Wählen Sie in den folgenden Datensätzen jede Zeile aus, die die Zeichenfolge „shirt“ enthält. Geben Sie diese Zeilen unverändert wieder.

***

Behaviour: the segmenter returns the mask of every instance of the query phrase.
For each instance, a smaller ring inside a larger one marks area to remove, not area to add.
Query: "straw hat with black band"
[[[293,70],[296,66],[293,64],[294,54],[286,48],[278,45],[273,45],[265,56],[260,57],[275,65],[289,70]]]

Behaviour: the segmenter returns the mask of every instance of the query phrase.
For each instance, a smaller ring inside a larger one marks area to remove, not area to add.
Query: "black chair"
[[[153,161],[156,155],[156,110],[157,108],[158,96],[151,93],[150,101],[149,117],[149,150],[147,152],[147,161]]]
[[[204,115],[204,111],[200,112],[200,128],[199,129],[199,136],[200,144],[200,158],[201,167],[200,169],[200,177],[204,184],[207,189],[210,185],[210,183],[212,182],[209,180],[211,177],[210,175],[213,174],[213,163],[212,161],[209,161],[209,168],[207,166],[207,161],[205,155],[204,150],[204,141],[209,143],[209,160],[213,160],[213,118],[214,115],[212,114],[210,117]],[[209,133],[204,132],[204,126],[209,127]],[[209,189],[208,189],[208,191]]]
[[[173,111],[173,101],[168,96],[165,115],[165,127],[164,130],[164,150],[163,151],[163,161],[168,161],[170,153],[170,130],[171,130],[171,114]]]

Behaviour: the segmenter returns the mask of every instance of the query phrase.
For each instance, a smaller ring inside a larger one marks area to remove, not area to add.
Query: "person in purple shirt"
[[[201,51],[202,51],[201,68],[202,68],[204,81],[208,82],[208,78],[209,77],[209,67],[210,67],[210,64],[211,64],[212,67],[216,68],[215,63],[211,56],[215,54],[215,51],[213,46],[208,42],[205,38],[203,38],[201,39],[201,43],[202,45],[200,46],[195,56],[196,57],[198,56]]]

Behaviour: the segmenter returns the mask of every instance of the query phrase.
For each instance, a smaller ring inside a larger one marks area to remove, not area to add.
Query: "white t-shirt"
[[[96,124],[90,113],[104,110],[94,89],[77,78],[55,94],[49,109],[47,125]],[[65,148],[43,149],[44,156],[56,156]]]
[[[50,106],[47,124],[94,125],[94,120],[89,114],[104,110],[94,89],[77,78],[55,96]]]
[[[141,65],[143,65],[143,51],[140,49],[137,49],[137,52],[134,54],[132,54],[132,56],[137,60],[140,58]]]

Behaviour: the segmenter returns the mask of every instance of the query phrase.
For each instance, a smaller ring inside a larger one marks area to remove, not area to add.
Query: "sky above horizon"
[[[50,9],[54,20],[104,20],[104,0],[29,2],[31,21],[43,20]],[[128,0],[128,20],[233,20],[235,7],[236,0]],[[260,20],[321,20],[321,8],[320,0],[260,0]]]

***

GELÖSTE AUFGABE »
Query: "person in purple shirt"
Query: "white t-shirt"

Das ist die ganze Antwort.